Rewrite the material below as a numbered list with blank lines omitted, covering only the lines from the one containing "Each instance of the moss" through the one containing "Target: vermilion shrine building", with both of those lines included.

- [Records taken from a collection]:
==========

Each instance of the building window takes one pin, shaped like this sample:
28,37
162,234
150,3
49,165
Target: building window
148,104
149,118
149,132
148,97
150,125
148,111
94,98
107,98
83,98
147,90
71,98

==========

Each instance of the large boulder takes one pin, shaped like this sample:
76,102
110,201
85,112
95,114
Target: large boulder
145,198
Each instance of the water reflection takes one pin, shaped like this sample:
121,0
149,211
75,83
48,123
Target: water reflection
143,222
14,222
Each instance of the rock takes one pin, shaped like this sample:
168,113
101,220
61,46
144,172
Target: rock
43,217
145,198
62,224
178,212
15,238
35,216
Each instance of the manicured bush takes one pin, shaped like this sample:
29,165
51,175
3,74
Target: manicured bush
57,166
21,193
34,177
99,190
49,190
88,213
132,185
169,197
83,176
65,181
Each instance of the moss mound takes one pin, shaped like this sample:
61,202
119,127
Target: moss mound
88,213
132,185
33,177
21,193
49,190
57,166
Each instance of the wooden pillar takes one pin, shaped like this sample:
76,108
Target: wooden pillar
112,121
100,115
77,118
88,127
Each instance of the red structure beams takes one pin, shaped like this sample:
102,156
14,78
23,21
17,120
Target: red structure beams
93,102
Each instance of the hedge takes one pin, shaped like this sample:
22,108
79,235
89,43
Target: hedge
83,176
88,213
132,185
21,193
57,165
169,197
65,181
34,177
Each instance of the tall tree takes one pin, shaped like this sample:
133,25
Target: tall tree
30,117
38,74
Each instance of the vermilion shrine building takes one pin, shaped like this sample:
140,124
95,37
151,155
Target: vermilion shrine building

==========

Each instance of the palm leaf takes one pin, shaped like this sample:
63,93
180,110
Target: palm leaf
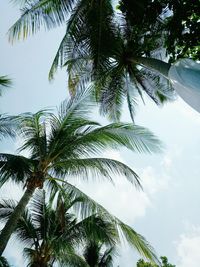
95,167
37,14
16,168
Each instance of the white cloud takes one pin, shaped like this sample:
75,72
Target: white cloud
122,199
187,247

==========

- [OUTPUT FOR THIS TASK]:
1. Each instance of the moss mound takes one pin, shaped like this sample:
2. 61,202
3. 119,127
4. Target: moss mound
5. 88,213
6. 132,185
7. 33,177
8. 21,193
9. 49,190
10. 57,166
11. Each instance of the wooden pillar takes one pin, shaped like this sample:
12. 76,108
13. Target: wooden pillar
14. 112,121
15. 100,115
16. 77,118
17. 88,127
18. Each instance of the red structure beams takes one pin, shaped like this sample:
19. 102,156
20. 14,78
21. 23,21
22. 17,120
23. Target: red structure beams
24. 93,102
25. Each instance of the hedge takes one pin, shaped like this sample:
26. 22,108
27. 79,235
28. 89,43
29. Target: hedge
30. 83,176
31. 88,213
32. 132,185
33. 21,193
34. 57,165
35. 169,197
36. 65,181
37. 34,177
38. Each instance of the tall tree takes one pin, shaped like this sample:
39. 133,25
40. Target: tall tree
41. 30,117
42. 38,74
43. Each instance of the vermilion shrine building takes one pin, shaped like this sample:
44. 140,124
45. 95,37
46. 151,155
47. Target: vermilion shrine building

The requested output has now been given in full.